*Material shown*

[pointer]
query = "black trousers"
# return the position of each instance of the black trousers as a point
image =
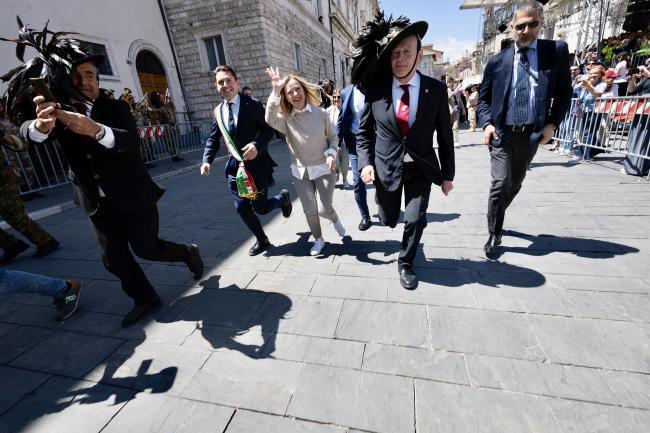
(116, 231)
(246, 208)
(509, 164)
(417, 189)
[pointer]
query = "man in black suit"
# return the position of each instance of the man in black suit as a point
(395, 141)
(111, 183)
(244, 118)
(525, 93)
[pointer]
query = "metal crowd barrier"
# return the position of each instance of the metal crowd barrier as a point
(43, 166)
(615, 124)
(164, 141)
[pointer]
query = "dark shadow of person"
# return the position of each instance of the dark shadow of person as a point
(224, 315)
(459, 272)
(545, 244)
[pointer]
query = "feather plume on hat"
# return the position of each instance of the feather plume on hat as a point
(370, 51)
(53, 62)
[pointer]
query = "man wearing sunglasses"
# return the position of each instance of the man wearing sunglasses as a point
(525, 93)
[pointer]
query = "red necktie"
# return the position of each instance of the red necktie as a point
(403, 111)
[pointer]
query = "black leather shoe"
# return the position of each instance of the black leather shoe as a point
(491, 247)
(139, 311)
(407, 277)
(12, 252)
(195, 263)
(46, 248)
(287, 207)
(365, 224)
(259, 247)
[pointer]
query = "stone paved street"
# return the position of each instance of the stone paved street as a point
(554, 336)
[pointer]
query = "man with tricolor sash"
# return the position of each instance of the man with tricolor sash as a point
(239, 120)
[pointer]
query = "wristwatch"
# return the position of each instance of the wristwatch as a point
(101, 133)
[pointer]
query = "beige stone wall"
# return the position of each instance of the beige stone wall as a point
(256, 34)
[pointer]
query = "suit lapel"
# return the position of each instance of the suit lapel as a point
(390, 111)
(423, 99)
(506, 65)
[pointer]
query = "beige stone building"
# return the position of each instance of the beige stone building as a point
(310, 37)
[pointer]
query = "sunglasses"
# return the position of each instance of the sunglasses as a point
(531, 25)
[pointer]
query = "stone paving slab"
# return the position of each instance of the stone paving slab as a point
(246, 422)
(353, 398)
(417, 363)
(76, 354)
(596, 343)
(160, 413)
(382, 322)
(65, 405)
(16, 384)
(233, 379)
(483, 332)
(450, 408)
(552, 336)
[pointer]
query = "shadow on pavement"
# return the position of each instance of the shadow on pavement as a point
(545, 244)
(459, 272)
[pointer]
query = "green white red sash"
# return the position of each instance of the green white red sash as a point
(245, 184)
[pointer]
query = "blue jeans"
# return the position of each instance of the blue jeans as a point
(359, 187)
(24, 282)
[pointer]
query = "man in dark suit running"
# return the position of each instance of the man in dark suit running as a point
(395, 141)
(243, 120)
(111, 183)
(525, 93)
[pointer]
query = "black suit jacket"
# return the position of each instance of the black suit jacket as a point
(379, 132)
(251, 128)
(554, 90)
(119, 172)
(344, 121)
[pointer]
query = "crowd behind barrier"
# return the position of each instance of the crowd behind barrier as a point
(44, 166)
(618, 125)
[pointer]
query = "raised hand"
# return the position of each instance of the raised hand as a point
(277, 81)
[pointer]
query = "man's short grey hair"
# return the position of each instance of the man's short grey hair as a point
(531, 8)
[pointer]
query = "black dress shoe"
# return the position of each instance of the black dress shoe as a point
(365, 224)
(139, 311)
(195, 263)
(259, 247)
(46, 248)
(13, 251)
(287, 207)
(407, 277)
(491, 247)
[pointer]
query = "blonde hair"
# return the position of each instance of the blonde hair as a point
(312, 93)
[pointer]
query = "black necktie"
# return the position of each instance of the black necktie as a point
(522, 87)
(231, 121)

...

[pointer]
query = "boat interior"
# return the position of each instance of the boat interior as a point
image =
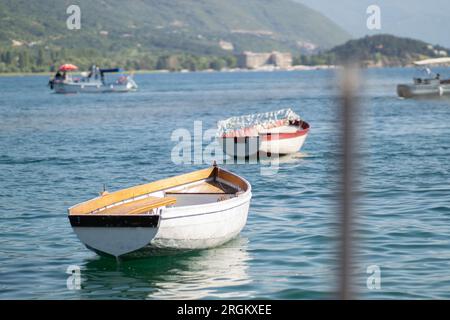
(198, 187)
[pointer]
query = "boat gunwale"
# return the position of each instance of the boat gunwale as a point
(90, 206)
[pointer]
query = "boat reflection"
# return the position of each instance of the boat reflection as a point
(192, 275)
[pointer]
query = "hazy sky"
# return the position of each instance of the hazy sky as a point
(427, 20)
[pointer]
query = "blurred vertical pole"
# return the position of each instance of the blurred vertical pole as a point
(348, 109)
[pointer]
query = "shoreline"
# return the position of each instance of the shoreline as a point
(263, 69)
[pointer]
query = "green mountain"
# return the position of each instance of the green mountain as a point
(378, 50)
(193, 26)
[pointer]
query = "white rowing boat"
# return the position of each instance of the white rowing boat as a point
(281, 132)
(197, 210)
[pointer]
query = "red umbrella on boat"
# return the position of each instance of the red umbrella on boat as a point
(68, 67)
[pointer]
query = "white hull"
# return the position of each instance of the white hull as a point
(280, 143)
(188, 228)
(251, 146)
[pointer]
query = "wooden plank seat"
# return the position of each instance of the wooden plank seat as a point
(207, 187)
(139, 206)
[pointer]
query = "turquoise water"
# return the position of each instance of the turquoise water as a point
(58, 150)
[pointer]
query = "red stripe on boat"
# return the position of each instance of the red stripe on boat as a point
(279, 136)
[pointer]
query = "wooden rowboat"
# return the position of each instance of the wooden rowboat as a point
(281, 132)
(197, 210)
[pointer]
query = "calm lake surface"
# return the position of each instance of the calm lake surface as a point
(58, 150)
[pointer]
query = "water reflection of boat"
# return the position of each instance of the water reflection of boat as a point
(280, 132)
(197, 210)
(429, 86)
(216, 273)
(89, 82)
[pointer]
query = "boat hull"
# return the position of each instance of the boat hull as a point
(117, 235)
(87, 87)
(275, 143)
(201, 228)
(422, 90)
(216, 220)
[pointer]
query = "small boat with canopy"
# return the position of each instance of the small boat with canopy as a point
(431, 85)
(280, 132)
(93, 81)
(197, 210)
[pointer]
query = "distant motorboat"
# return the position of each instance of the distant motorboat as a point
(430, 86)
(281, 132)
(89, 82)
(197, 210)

==

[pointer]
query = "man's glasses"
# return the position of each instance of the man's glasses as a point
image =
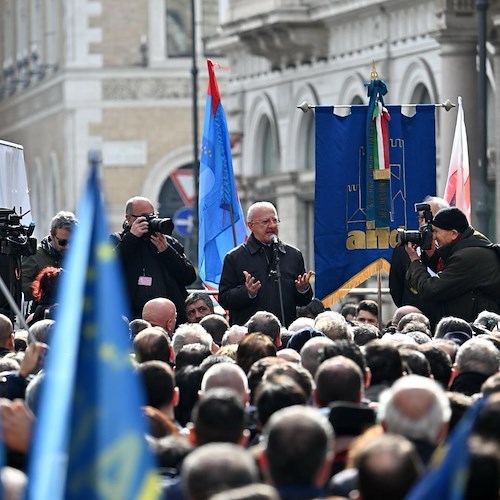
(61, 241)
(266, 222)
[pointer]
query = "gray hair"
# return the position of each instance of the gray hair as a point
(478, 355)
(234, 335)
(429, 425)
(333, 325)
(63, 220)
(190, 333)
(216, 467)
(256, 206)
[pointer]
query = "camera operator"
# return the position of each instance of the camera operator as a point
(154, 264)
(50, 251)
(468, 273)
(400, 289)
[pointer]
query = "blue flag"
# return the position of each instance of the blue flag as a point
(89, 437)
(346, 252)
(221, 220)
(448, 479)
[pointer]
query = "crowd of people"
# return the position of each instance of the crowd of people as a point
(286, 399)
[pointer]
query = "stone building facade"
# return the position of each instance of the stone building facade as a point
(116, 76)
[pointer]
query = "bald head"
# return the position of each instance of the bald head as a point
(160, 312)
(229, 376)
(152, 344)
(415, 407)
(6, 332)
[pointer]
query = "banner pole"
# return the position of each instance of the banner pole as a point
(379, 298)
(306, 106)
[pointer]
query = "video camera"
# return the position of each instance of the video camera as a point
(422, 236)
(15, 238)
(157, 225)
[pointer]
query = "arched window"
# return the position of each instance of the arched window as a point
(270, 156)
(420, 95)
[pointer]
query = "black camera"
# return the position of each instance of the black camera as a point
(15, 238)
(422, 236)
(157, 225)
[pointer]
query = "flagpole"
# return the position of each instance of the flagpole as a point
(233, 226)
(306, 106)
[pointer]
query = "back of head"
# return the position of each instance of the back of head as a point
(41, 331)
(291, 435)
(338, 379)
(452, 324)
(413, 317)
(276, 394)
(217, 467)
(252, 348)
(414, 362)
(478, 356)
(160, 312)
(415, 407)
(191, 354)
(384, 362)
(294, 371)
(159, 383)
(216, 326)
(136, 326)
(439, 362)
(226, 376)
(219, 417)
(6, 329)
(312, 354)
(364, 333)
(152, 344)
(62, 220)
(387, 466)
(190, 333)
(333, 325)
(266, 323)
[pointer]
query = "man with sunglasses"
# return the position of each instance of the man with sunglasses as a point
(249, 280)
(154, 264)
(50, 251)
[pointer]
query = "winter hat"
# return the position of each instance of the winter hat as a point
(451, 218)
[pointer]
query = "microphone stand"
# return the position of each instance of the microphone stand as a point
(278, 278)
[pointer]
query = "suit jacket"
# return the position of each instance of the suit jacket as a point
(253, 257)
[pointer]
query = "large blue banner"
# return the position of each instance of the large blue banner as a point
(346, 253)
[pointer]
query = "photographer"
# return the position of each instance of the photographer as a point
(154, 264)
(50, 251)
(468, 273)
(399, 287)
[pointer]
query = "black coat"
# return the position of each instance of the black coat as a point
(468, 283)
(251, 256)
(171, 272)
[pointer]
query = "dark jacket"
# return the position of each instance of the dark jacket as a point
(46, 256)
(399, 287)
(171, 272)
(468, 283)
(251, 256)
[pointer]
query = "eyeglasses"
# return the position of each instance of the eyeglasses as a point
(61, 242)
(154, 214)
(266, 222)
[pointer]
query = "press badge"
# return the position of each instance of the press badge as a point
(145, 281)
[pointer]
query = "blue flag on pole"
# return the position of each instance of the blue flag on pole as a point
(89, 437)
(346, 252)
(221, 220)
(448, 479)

*Work to complete*
The lines sought are those in the data above that include the string "interior"; copy each one.

*Exercise answer*
query = "boat interior"
# return the position of each instance of the boat interior as a point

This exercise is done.